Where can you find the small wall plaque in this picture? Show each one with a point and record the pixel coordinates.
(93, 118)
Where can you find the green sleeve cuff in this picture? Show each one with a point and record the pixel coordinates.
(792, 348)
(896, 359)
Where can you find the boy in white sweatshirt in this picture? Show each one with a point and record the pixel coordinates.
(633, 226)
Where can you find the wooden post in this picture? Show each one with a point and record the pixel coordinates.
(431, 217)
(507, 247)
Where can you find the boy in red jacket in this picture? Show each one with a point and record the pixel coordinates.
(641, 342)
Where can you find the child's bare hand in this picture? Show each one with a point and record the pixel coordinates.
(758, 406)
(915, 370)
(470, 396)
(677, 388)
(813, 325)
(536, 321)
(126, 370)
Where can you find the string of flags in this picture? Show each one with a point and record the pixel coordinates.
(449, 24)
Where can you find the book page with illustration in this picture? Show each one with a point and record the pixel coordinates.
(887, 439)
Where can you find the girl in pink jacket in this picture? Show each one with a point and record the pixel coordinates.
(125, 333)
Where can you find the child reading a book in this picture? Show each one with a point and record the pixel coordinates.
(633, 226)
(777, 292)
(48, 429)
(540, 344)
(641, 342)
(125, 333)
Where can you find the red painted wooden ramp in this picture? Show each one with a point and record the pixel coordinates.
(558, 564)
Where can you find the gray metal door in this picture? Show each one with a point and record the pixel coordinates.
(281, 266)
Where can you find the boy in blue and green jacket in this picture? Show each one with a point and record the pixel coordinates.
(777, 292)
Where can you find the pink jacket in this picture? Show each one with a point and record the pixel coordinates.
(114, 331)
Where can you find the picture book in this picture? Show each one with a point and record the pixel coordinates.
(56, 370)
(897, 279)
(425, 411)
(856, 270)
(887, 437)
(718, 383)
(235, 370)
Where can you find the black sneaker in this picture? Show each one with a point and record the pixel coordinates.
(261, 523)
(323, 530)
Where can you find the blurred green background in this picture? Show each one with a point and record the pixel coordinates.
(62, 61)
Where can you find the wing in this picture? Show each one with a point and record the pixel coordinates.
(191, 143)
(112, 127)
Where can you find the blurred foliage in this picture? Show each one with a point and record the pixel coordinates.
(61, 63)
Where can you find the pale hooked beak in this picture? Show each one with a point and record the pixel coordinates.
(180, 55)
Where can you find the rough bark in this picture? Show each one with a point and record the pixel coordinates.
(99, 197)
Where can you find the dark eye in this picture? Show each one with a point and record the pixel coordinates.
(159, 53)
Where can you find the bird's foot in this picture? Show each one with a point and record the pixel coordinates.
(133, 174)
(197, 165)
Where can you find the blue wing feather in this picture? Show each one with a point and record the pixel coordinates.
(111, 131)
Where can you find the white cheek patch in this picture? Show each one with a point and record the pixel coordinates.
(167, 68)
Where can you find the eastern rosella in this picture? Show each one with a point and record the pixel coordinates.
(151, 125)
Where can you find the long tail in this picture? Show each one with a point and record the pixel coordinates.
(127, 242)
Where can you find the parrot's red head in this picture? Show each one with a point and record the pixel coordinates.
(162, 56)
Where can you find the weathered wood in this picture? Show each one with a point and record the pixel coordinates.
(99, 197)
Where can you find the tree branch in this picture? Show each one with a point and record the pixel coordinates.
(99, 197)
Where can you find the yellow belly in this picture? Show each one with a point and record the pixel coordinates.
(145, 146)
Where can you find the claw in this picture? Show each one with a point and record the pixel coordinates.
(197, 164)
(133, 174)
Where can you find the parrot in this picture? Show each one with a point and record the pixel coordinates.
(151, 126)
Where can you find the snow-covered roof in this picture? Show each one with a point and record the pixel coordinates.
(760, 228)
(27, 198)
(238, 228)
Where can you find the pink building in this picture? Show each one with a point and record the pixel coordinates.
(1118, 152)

^^^^^^^^

Beginning at the line where "Where can you find the yellow" appears, extract each line through the end of the data above; keep them exact and include nothing else.

▶ Solution
Where can you find the yellow belly in this picture? Show each one with a point and record the pixel coordinates.
(145, 146)
Where can you find the claw in this picture? Show each one with a point and record the pixel coordinates.
(197, 164)
(133, 174)
Where can you find the parrot in this picture? Show each one with a point and record the pixel coordinates.
(151, 126)
Where can you find the snow-covered roof in this picture? Show each one with a point and record the pixel coordinates.
(760, 228)
(27, 198)
(238, 228)
Where can you find the pink building in this picture? Show each one with a point and record the pixel coordinates.
(1118, 152)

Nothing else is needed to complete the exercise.